(Set problem):
Find every line in the records below that contains the word "white" and copy each of those lines.

[Stored data entries]

↓↓↓

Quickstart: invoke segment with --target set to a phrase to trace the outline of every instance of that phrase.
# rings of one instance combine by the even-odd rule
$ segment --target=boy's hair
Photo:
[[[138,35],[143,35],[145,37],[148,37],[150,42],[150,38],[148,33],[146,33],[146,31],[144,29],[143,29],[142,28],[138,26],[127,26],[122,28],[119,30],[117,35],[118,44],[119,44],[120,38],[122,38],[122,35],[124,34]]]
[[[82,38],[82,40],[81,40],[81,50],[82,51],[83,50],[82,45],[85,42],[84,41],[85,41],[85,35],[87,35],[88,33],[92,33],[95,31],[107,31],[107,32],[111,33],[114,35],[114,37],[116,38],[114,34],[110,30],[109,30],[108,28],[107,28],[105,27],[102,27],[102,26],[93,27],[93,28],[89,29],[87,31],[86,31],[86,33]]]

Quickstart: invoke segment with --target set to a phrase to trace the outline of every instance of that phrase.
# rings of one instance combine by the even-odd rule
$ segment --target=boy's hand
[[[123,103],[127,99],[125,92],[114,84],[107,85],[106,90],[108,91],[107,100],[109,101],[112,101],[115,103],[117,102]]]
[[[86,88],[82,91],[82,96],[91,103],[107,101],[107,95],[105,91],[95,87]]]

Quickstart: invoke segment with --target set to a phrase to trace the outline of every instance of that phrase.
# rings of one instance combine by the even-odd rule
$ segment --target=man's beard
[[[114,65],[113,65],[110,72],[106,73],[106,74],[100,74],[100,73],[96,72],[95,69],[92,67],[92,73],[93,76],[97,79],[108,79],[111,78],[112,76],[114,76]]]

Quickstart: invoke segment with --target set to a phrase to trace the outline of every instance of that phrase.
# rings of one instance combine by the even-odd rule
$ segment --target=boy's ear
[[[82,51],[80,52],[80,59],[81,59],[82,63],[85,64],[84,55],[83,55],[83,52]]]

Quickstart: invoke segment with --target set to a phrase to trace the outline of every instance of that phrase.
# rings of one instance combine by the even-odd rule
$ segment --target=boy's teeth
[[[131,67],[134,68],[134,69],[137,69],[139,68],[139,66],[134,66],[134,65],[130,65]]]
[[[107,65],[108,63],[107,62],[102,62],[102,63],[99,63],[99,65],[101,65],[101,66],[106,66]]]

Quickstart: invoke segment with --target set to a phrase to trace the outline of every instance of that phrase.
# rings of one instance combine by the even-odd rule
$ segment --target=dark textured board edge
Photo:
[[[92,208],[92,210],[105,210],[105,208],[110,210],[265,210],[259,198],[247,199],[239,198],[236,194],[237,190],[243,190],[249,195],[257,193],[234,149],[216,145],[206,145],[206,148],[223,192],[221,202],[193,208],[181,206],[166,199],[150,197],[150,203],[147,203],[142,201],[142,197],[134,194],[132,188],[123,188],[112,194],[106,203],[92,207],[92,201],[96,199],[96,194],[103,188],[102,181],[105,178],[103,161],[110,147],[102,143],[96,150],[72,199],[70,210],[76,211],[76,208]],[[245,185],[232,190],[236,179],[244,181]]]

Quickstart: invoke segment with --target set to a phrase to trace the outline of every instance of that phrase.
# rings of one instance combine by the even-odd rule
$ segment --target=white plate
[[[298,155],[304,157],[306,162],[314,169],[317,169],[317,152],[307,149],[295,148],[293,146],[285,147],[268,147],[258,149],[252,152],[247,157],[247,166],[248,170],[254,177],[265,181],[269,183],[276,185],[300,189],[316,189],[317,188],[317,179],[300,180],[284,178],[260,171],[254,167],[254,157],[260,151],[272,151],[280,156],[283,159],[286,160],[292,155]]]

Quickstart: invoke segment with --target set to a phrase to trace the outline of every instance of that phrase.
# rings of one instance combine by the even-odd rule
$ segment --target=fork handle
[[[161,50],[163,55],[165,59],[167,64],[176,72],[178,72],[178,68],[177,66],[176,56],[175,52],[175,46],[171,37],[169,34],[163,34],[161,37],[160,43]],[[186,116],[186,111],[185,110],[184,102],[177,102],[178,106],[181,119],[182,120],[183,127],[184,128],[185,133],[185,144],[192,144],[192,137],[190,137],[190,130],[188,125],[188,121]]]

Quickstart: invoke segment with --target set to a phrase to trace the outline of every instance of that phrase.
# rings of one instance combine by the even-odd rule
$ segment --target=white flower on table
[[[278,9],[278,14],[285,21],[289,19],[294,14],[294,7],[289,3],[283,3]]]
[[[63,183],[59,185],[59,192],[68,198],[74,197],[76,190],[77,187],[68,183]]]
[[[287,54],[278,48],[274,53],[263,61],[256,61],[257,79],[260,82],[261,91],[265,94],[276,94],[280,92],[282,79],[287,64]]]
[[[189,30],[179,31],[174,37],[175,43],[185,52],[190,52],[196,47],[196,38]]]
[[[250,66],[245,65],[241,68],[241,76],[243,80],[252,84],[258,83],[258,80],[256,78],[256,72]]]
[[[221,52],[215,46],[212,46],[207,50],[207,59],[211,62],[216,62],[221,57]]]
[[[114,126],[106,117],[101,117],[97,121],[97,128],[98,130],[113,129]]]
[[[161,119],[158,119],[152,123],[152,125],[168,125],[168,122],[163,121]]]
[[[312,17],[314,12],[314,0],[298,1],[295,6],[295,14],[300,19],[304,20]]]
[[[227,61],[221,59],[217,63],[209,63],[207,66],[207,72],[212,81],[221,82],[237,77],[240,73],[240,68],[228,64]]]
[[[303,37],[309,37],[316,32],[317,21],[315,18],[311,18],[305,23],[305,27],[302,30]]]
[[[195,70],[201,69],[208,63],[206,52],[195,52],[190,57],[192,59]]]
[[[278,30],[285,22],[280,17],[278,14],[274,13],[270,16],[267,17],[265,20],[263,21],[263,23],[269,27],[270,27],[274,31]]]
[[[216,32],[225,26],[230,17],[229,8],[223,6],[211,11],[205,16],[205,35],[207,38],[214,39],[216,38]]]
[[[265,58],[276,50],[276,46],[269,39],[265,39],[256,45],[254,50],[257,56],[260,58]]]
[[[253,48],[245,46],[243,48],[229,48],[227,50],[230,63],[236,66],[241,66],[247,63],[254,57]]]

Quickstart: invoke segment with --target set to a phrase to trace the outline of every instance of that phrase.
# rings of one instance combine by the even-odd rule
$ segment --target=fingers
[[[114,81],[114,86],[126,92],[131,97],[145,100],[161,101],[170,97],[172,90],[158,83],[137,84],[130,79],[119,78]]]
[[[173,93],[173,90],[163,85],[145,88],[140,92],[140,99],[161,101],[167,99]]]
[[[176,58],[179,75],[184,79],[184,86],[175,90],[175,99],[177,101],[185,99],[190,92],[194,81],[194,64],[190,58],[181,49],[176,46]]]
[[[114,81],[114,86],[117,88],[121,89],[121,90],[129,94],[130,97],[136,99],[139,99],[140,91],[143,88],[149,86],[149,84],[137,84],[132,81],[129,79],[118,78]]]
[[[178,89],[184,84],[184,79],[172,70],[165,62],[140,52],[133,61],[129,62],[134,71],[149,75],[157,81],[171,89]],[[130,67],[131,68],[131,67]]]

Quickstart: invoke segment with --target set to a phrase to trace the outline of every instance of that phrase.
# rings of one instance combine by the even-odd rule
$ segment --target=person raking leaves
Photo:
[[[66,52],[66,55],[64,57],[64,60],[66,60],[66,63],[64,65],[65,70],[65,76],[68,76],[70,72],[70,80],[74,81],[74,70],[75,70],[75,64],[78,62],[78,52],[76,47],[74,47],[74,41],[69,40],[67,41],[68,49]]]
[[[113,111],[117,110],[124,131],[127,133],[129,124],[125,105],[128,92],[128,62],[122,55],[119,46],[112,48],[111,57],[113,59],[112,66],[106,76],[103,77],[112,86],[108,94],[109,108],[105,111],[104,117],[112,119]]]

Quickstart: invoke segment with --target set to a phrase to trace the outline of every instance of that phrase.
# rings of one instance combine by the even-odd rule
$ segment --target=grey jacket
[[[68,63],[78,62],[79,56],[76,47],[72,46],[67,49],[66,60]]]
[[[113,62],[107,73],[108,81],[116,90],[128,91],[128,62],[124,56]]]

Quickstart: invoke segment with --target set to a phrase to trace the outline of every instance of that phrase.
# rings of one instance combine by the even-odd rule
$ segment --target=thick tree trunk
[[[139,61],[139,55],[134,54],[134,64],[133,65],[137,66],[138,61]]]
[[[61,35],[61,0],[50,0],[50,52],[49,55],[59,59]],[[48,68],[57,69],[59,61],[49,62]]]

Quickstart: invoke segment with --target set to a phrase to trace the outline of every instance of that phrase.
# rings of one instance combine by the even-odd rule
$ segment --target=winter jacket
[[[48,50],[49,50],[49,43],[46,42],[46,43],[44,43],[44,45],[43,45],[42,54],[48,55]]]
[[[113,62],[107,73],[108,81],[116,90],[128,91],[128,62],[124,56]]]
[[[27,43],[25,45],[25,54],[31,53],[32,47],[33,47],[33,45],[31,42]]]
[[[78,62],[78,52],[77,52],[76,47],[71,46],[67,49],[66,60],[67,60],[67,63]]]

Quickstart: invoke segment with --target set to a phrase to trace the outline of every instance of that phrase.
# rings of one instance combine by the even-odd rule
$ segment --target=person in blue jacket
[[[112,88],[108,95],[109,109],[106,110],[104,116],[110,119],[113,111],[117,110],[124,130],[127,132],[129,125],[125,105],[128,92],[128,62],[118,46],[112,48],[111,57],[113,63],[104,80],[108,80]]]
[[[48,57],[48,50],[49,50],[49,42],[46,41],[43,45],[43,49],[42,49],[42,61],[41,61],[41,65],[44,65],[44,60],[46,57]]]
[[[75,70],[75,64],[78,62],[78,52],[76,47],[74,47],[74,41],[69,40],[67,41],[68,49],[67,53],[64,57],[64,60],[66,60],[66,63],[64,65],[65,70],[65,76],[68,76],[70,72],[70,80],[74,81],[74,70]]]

↑↑↑

(Task answer):
$ segment --target=white plate
$ segment --target=white flower on table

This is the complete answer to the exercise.